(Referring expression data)
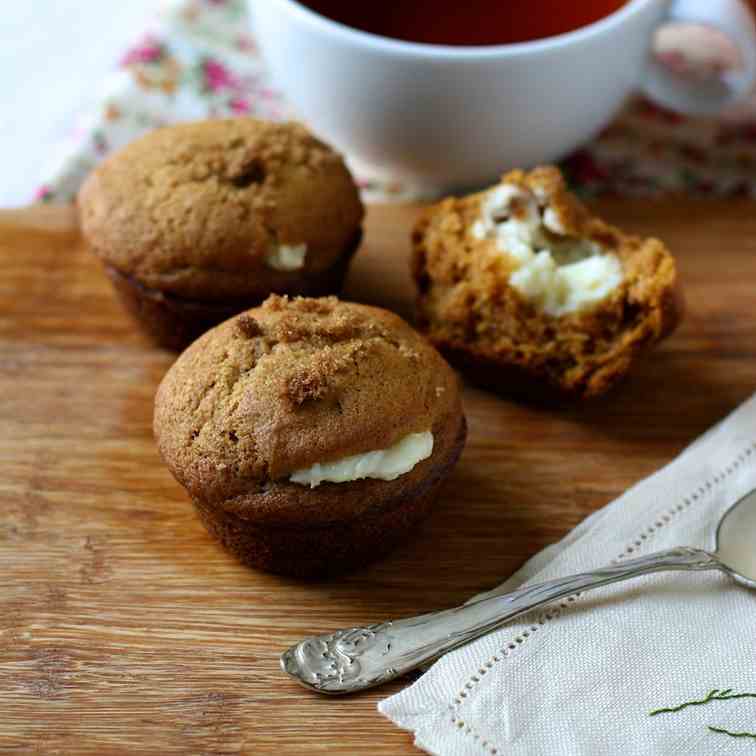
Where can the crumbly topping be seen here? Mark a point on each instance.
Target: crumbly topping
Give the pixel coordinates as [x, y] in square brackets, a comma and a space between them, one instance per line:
[468, 305]
[298, 381]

**Task item:**
From the first line to the last, write out the data above exactly. Omit the pictures.

**Reply to the exercise:**
Where can the crumbly topping be seen here? Mark a point on each instance.
Target: crumbly topping
Give the pixel coordinates as [x, y] in square brackets, a comma and a space between them, one instance per line:
[468, 305]
[298, 381]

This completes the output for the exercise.